Requirement
Only a number is expected: how many lines in the entries that follow contain the word "below"?

Data shown
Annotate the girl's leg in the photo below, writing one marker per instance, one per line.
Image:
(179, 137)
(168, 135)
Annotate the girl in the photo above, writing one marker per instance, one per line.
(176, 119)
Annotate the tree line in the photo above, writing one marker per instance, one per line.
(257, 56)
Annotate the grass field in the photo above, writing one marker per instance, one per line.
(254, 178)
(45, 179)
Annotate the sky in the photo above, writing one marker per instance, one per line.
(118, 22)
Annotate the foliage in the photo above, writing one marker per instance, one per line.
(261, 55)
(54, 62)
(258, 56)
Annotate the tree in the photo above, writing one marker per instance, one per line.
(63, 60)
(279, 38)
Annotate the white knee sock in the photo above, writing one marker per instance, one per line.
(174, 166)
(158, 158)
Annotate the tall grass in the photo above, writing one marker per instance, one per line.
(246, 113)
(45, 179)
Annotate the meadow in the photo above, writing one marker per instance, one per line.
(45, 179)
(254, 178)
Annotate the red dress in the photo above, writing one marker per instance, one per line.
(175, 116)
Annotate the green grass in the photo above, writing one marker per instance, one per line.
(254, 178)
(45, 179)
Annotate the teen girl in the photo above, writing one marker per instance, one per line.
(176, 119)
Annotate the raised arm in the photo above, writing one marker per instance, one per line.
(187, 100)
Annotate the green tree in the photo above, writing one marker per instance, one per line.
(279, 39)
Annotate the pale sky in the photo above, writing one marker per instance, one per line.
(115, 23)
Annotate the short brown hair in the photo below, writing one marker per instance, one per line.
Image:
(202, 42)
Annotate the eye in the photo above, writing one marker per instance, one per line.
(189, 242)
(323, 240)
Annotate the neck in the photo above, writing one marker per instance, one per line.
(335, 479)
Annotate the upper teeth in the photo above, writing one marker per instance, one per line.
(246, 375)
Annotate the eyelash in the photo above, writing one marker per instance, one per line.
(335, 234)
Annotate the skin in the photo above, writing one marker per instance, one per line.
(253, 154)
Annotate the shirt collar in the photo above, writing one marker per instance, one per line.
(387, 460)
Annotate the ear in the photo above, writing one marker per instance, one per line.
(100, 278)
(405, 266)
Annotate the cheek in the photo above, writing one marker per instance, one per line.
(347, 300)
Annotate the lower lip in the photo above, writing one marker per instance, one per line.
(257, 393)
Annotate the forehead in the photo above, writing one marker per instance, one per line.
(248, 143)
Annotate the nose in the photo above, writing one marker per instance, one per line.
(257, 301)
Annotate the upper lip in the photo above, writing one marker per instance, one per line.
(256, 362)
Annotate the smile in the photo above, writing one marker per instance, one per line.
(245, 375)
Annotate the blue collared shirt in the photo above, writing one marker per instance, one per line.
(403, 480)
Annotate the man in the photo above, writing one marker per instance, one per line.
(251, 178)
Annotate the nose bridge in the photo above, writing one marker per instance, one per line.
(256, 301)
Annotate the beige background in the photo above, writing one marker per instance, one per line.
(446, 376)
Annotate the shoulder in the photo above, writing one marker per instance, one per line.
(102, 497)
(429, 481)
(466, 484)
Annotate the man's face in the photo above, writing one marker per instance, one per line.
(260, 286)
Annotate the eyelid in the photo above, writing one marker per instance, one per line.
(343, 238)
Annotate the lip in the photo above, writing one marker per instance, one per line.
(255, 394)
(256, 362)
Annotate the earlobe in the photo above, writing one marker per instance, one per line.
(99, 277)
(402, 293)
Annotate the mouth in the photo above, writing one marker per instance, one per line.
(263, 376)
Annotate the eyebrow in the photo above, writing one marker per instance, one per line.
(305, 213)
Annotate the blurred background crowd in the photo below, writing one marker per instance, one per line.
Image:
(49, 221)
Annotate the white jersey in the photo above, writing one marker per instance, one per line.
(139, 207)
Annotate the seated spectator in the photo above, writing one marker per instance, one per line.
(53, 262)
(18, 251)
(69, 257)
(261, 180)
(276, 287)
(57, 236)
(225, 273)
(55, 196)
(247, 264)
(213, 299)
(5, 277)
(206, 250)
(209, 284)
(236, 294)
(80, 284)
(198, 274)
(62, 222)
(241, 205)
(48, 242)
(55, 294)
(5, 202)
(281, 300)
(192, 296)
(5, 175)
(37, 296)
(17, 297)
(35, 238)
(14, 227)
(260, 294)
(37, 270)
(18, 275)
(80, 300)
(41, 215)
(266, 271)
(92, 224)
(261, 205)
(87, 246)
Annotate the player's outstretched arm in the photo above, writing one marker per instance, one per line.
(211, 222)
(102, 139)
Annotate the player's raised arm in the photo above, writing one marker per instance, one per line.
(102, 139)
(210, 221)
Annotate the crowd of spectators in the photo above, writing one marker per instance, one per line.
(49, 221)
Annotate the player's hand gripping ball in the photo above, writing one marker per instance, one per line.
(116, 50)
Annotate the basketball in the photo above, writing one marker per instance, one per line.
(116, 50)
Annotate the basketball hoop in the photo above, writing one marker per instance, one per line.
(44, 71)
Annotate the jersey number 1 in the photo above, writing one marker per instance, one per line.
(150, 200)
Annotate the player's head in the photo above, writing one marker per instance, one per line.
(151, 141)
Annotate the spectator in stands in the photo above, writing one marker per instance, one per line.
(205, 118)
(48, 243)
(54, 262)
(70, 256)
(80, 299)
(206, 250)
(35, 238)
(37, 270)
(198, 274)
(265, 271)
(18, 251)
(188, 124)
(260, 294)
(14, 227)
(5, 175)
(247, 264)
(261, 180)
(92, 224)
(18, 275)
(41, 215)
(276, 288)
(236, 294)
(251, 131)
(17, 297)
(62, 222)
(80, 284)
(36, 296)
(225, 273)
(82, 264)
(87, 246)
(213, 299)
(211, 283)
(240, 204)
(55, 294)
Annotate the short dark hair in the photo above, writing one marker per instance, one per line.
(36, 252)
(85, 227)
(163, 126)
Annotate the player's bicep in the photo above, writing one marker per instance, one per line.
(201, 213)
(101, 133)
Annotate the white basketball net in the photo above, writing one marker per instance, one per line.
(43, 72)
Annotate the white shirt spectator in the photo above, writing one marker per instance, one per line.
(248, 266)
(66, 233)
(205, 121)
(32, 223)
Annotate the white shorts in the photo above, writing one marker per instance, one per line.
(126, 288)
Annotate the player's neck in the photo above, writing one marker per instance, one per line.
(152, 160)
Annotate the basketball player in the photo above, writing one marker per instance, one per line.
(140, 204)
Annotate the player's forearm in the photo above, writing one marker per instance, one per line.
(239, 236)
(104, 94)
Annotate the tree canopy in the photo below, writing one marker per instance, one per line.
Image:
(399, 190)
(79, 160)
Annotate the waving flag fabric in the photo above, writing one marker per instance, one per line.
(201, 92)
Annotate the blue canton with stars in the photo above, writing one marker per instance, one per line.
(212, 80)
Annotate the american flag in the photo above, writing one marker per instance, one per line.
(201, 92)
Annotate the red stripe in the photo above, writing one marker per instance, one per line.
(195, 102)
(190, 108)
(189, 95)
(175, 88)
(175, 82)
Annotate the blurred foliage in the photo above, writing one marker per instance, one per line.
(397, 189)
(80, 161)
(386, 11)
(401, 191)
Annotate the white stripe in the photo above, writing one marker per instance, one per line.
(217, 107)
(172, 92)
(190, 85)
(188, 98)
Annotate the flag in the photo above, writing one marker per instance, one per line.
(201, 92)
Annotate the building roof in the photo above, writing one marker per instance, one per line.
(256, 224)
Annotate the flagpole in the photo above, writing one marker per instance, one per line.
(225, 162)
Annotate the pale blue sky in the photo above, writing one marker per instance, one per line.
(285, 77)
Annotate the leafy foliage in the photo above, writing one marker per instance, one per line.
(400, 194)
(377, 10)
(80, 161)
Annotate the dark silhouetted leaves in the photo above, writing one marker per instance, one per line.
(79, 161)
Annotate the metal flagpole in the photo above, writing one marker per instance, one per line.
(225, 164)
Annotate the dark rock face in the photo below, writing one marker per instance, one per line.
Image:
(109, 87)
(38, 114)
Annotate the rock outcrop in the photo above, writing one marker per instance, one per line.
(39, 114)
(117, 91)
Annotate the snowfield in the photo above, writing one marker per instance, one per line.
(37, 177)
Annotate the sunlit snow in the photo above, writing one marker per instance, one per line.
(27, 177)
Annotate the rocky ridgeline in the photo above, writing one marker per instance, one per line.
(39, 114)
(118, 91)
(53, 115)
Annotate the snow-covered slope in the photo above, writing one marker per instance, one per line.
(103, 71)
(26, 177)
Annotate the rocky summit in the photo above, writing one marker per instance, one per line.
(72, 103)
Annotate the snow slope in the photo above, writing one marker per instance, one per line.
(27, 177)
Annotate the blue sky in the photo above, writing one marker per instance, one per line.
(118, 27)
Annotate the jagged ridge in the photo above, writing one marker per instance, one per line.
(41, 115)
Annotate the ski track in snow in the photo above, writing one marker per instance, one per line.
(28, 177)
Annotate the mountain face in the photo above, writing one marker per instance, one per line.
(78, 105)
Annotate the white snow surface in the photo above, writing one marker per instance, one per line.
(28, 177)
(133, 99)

Solved exercise
5